Dataset entries:
———

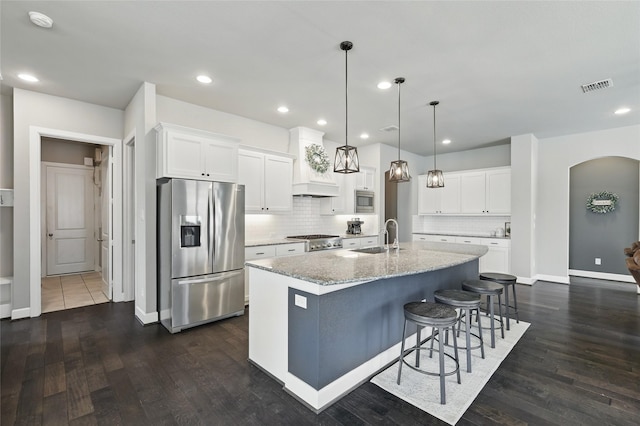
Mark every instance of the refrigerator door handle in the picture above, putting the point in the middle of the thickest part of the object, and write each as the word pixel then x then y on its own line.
pixel 217 277
pixel 211 226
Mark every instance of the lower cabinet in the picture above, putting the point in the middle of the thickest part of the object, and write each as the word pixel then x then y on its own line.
pixel 263 252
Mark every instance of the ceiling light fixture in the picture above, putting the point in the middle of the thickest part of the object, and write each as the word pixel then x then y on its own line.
pixel 28 77
pixel 399 171
pixel 40 19
pixel 346 160
pixel 435 179
pixel 204 79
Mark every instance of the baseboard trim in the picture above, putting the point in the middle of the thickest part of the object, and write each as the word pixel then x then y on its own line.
pixel 553 278
pixel 5 310
pixel 602 276
pixel 20 313
pixel 146 318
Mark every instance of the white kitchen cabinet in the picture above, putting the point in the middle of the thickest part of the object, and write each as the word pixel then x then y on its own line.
pixel 498 258
pixel 365 179
pixel 486 192
pixel 337 205
pixel 268 181
pixel 444 200
pixel 195 154
pixel 266 251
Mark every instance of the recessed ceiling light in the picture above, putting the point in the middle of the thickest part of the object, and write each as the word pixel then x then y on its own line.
pixel 28 77
pixel 40 19
pixel 205 79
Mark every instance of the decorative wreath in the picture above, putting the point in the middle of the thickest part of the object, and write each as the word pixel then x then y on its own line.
pixel 602 202
pixel 317 158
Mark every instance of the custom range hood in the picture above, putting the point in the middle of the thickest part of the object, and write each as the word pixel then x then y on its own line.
pixel 312 168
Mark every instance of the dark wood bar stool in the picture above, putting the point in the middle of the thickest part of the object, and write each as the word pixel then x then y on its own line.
pixel 491 290
pixel 440 318
pixel 506 280
pixel 467 302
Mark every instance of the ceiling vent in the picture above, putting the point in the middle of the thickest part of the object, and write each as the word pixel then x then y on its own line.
pixel 391 128
pixel 597 85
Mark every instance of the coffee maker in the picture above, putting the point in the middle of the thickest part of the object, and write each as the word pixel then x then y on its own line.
pixel 353 226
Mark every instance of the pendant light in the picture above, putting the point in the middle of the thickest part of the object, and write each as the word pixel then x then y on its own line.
pixel 399 171
pixel 435 179
pixel 346 160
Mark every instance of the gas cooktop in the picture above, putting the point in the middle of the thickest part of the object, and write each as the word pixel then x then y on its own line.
pixel 315 242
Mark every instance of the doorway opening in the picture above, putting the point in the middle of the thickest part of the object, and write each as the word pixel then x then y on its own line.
pixel 76 218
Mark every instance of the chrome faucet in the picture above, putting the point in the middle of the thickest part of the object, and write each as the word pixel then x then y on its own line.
pixel 395 243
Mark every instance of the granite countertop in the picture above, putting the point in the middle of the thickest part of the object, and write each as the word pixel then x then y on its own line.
pixel 463 234
pixel 331 267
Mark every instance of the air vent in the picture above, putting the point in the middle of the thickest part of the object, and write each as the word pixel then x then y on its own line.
pixel 392 128
pixel 597 85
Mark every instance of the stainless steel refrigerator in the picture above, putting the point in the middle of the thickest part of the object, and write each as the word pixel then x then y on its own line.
pixel 200 252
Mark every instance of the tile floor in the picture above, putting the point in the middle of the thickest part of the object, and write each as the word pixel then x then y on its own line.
pixel 71 291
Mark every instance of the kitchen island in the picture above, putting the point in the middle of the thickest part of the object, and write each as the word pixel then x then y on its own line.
pixel 323 323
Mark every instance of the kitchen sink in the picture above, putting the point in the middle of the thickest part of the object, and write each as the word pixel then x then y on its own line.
pixel 372 250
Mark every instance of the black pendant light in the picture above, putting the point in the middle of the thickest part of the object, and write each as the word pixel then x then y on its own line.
pixel 399 171
pixel 346 160
pixel 435 179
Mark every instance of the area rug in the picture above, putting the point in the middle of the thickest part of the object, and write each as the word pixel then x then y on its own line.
pixel 423 391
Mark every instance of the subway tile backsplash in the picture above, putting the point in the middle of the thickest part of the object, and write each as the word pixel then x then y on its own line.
pixel 467 225
pixel 305 219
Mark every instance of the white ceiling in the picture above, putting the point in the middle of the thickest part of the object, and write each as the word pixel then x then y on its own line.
pixel 498 68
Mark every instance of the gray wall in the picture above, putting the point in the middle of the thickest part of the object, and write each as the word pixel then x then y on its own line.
pixel 66 152
pixel 594 235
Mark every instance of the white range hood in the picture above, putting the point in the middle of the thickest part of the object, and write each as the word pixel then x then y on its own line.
pixel 307 181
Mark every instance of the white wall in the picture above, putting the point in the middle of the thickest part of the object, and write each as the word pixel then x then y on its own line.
pixel 36 109
pixel 556 156
pixel 6 182
pixel 140 118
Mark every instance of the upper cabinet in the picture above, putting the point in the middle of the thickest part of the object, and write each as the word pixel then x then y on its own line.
pixel 365 179
pixel 439 200
pixel 476 192
pixel 268 180
pixel 486 192
pixel 195 154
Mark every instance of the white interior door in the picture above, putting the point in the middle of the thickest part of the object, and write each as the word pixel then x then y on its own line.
pixel 106 228
pixel 69 218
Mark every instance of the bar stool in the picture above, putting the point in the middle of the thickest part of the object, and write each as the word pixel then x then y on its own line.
pixel 467 302
pixel 439 317
pixel 491 290
pixel 506 280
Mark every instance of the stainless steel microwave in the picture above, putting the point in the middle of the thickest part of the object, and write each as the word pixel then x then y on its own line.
pixel 364 201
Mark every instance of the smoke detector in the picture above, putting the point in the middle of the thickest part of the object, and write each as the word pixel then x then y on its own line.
pixel 597 85
pixel 40 19
pixel 391 128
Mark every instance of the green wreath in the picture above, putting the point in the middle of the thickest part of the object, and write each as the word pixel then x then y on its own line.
pixel 317 158
pixel 602 202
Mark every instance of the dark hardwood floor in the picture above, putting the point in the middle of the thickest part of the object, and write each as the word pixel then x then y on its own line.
pixel 578 364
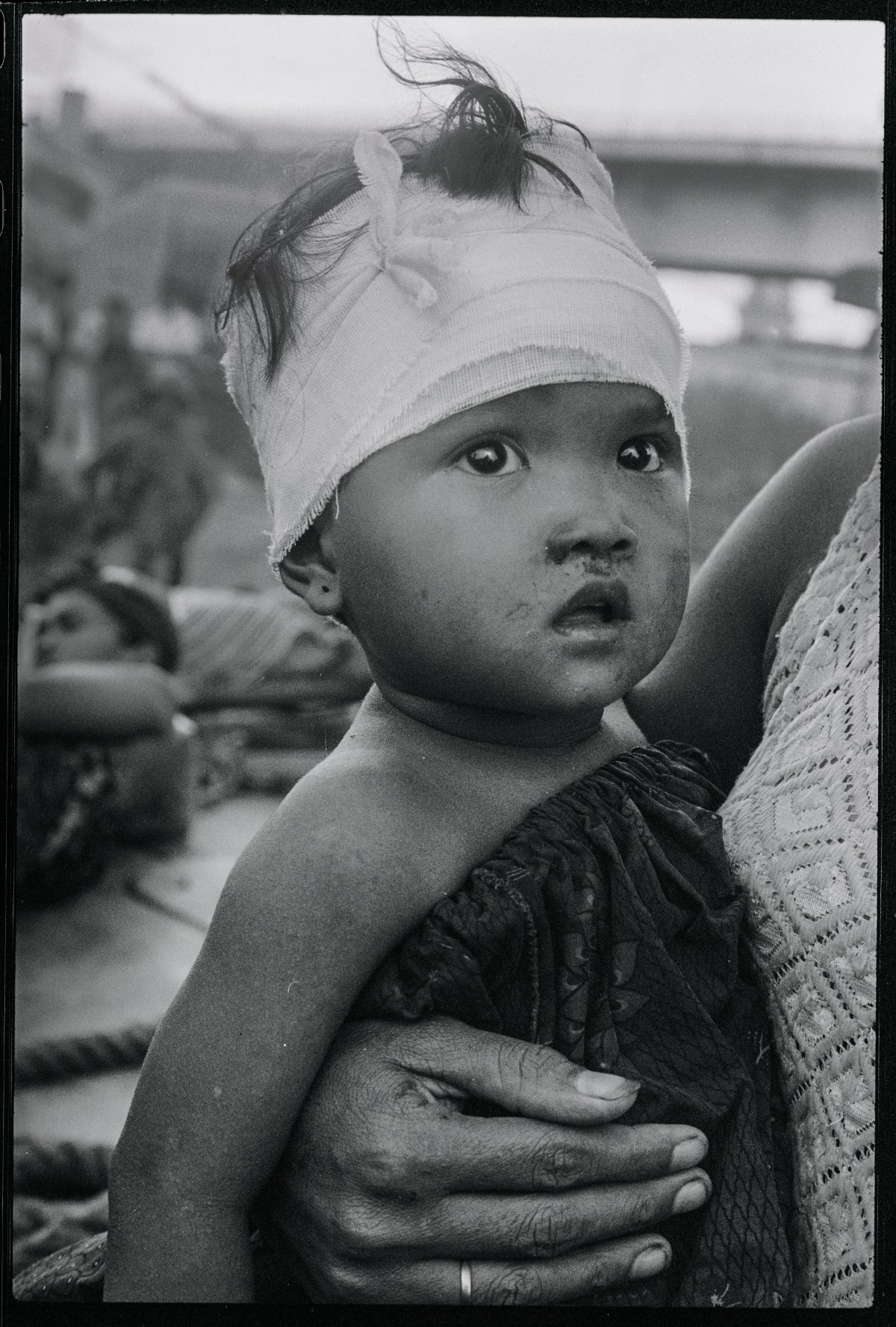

———

Work task: Please write out every record above exactly, but leave the pictures out.

Answer for the task:
Mark every instance of the refrigerator door handle in the picture above, putting the point in the middle of the thickest part of the object, and write each as the word pixel then x then y on its own line.
pixel 217 277
pixel 211 226
Mark every instance of the lower cabinet in the picture above, putting the point in the middle of the thickest part of the object, and write each as the word pixel then x then y on its own line.
pixel 263 252
Mark every instance of the ceiling light fixture in the picture above, putting the point in the middle of the thickest part of the object, and write each as the word pixel then x then y on its own line.
pixel 28 77
pixel 399 171
pixel 40 19
pixel 346 160
pixel 435 179
pixel 204 79
Mark every instance of the baseboard trim in the picture above, putting the point in the middle of the thickest part of the object, and write each as the word pixel then x then y on its own line.
pixel 553 278
pixel 5 310
pixel 602 276
pixel 20 313
pixel 146 318
Mark every instance of the white kitchen cabinet in the picture above, putting the point in the middle of the thickest part of the object, and write each as the word pixel then x then y on its own line.
pixel 498 258
pixel 365 179
pixel 486 192
pixel 337 205
pixel 268 181
pixel 444 200
pixel 195 154
pixel 266 251
Mark every instance of the recessed ceiling light in the picture above, putting the point in the middle of the thickest part of the object, and write each as the word pixel then x then y on its own line.
pixel 28 77
pixel 40 19
pixel 205 79
Mark every instance of the decorative wreath in the picture above, putting the point in the middle of the thickest part of the object, and write each as the word pixel then x then y on its own line.
pixel 602 202
pixel 317 158
Mark every instance of the custom range hood in the picture above, putting the point in the middle of the thickest part of the object, and write each as the word pixel then x then y on its own line.
pixel 312 168
Mark every instance of the dark wood bar stool in the picture above, putting the point in the middle of the thickest part of the object, and write each as the word pixel then x then y on its own line.
pixel 491 290
pixel 440 318
pixel 506 280
pixel 467 302
Mark every instance of the ceiling vent in the picture above, putting the point in the middle of the thickest part of the object, and write each as the word pixel then x then y on its own line.
pixel 391 128
pixel 597 85
Mark every instance of the coffee maker in the picture above, putting the point in the middle of the thickest part of the object, and write each as the word pixel then x then y on its own line.
pixel 353 226
Mark every instance of the pendant light in the picture above, putting the point in the middle of the thickest part of the object, and write each as the word pixel then x then y on its own line.
pixel 399 171
pixel 435 179
pixel 346 160
Mark every instance of the gas cooktop in the picture above, putting the point in the middle of the thickest part of the object, and write each as the word pixel then x then y on its own line.
pixel 315 242
Mark every instance of the doorway opening in the picture above, putting the point in the middle of the thickest part of the object, and write each as the word pixel then x then y on its own line.
pixel 76 218
Mark every instance of the chrome faucet in the picture above, putting the point in the middle of the thickest part of the object, and write each as the word pixel then x then y on its own line.
pixel 395 243
Mark every instance of the granite countertop in the picture above, putting the point in the middle of the thickest part of the object, and write each as the word pixel then x then y on its own line.
pixel 463 234
pixel 331 267
Mark every instance of the air vent in the picture above, putting the point in the middle of the thickest part of the object, and write each as the word pixel then x then y on its own line.
pixel 392 128
pixel 597 85
Mark every instance of the stainless steel refrigerator in the picture above, putting the point in the middle of the thickest part of the object, and write each as the word pixel then x then y on its own line.
pixel 200 252
Mark every instance of the tile floor in the picture above, putting the point in the middle of the thickest part of the object, and write each as the word pixel then x then y on its own line.
pixel 71 291
Mark every instance of the kitchen island in the picture above, putting the point in the middle of the thickest part of the object, and write each as the word pixel then x then y on its own line.
pixel 323 323
Mark every instance of the kitchen sink in the picture above, putting the point in the middle of the thickest part of the object, and write each as the word pixel then x then y on its own line.
pixel 372 250
Mark every instance of the black pendant light in the picture above, putting the point in the middle of the thickest part of the object, and write each as the word pixel then x then y on its own line.
pixel 399 171
pixel 346 160
pixel 435 179
Mark every instance of the area rug in the picture above, putting the point in the middle of the thickest part of the object, and write each as the word pixel then x then y on its own line.
pixel 423 391
Mark every instance of the subway tile backsplash in the picture above, putting the point in the middle of the thickest part of the object, and write each as the word pixel then x then y on its own line.
pixel 467 225
pixel 305 219
Mark every instance of the white ceiling in the picture above, putting the point in the middle of the thickest part of the object, and write each as the word pixel then x then y on its own line.
pixel 498 68
Mark every instance of the gray wall in the picture above, putting the point in the middle of the thickest part of the object, and write each as the word pixel then x then y on its own line.
pixel 66 152
pixel 594 235
Mark every instance of the white range hood in the picture above, putting the point in the middle of the thickest part of the object, and write each as the word pixel then x then y on its own line.
pixel 307 181
Mark every instance of the white wall in the picture above, putting the point in the middle of the thickest part of the object, and write each as the word pixel then x then y on its own line.
pixel 36 109
pixel 556 156
pixel 6 182
pixel 140 118
Mark every instance of the upper cabinet in the picture above, putting the point in the middle of the thickest part of the object, and write each as the word pixel then x then y on its own line.
pixel 365 179
pixel 439 200
pixel 476 192
pixel 268 180
pixel 486 192
pixel 195 154
Mark every instance of the white interior door in the picture above, putting the point in the middle of the thickest part of the object, and write each as the word pixel then x then y on its own line.
pixel 106 228
pixel 69 218
Mark every instance of the bar stool in the picture above, putting the point in the middle of the thickest part of the object, and write each as the word pixel then x then y on its own line.
pixel 467 302
pixel 439 317
pixel 491 290
pixel 506 280
Mark every instance of the stainless steel microwave in the picture above, putting the point in the middle of the thickest part of the object, and write each as the word pixel then x then y on its own line.
pixel 364 201
Mark every instance of the smoke detector in the picture above, putting the point in the middle of the thickest part of the object, and write each as the word pixel then x then y on its own line.
pixel 597 85
pixel 40 19
pixel 391 128
Mark every instance of the green wreath in the picture above, putting the point in the middle of the thickest part of the object, and write each as the word pixel then x then y on its own line.
pixel 317 158
pixel 602 202
Mark every instance of the dark hardwood floor in the picture above, putting the point in the middle of the thickest part of the object, and write each as the word pixel then x then y on its own line.
pixel 578 364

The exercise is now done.